- _What you are asked to do_:
Look through the records below for the line with "negative clicks: (41, 39)" and the line with "positive clicks: (85, 50) (16, 24)", then return those lines and all lines between, exactly.

- _Input_:

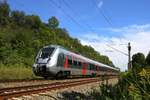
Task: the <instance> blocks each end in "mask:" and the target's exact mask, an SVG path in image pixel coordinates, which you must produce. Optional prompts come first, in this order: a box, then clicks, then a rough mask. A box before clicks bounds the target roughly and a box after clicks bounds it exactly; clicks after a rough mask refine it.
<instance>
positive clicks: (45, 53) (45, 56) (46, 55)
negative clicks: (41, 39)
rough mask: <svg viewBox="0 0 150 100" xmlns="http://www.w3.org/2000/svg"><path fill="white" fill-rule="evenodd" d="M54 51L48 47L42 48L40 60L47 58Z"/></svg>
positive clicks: (54, 48) (50, 48)
mask: <svg viewBox="0 0 150 100" xmlns="http://www.w3.org/2000/svg"><path fill="white" fill-rule="evenodd" d="M54 49H55V48H52V47H49V48H43V49H42V50H41V56H40V57H41V58H43V59H44V58H49V57H50V56H51V55H52V53H53V51H54Z"/></svg>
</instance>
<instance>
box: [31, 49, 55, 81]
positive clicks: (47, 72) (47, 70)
mask: <svg viewBox="0 0 150 100" xmlns="http://www.w3.org/2000/svg"><path fill="white" fill-rule="evenodd" d="M55 49H56V48H55V47H50V46H47V47H44V48H42V49H41V50H40V51H39V52H38V54H37V57H36V59H35V63H34V64H33V72H34V74H35V75H36V76H42V77H44V78H47V77H49V76H52V73H51V71H50V67H52V66H53V65H54V64H53V61H51V60H52V58H53V55H54V52H55Z"/></svg>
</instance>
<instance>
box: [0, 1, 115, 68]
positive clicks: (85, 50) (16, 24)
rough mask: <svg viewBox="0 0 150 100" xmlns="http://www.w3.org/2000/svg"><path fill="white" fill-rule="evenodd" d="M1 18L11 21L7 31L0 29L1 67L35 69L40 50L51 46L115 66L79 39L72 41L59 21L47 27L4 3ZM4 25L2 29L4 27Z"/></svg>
mask: <svg viewBox="0 0 150 100" xmlns="http://www.w3.org/2000/svg"><path fill="white" fill-rule="evenodd" d="M1 18H6V20H7V21H8V23H5V27H0V63H2V64H4V65H5V66H10V65H15V64H20V65H21V66H22V65H23V66H32V64H33V62H34V59H35V55H36V53H37V52H38V51H39V49H40V48H42V47H43V46H45V45H50V44H58V45H61V46H63V47H65V48H67V49H69V50H71V51H73V52H80V53H81V54H82V55H84V56H86V57H89V58H91V59H94V60H97V61H100V62H102V63H105V64H108V65H113V64H112V62H111V61H110V60H109V58H108V57H107V56H103V55H100V54H99V53H98V52H96V51H95V50H94V49H93V48H92V47H90V46H83V45H82V44H81V43H80V41H79V40H78V39H75V38H72V37H70V36H69V33H68V31H67V30H66V29H64V28H59V27H58V25H59V21H58V20H57V18H55V17H51V18H50V19H49V20H48V23H43V22H42V21H41V20H40V18H39V16H36V15H26V14H25V13H24V12H22V11H10V9H9V5H8V4H7V2H0V20H1ZM2 21H3V19H2ZM2 21H0V25H3V24H4V23H3V22H2ZM3 26H4V25H3Z"/></svg>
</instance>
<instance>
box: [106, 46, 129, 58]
mask: <svg viewBox="0 0 150 100" xmlns="http://www.w3.org/2000/svg"><path fill="white" fill-rule="evenodd" d="M107 46H108V47H110V48H112V49H114V50H115V51H118V52H120V53H122V54H124V55H126V56H129V55H128V54H127V53H125V52H123V51H121V50H118V49H116V48H114V47H112V46H110V45H107Z"/></svg>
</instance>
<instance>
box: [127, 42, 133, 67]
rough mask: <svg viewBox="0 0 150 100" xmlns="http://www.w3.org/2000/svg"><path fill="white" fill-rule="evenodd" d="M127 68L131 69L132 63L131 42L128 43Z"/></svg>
mask: <svg viewBox="0 0 150 100" xmlns="http://www.w3.org/2000/svg"><path fill="white" fill-rule="evenodd" d="M128 57H129V58H128V70H131V68H132V64H131V44H130V42H129V43H128Z"/></svg>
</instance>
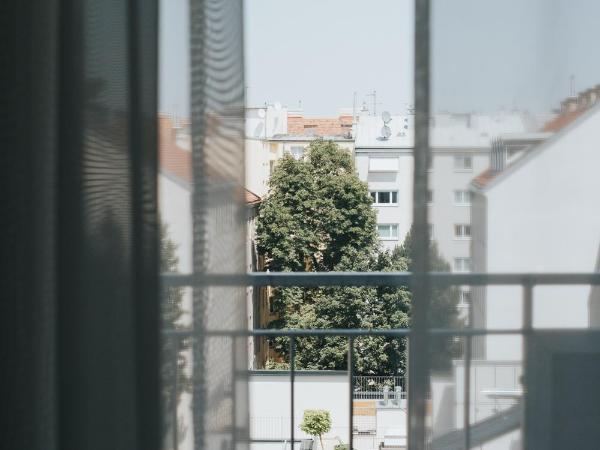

- _Solution_:
negative clicks: (41, 39)
rough mask: <svg viewBox="0 0 150 100" xmlns="http://www.w3.org/2000/svg"><path fill="white" fill-rule="evenodd" d="M54 51L48 47L42 48L40 60L47 58Z"/></svg>
positive clicks: (54, 48) (50, 48)
mask: <svg viewBox="0 0 150 100" xmlns="http://www.w3.org/2000/svg"><path fill="white" fill-rule="evenodd" d="M54 49H55V48H52V47H49V48H43V49H42V50H41V56H40V57H41V58H43V59H44V58H49V57H50V56H51V55H52V53H53V51H54Z"/></svg>
</instance>
<instance>
box: [31, 49, 55, 81]
positive clicks: (47, 72) (47, 70)
mask: <svg viewBox="0 0 150 100" xmlns="http://www.w3.org/2000/svg"><path fill="white" fill-rule="evenodd" d="M55 49H56V48H55V47H50V46H47V47H44V48H42V49H41V50H40V51H39V52H38V54H37V57H36V59H35V63H34V64H33V72H34V74H35V75H36V76H42V77H44V78H47V77H49V76H52V73H51V71H50V67H52V66H53V65H54V64H53V61H51V60H52V58H53V55H54V52H55Z"/></svg>
</instance>
<instance>
box: [0, 1, 115, 68]
positive clicks: (85, 50) (16, 24)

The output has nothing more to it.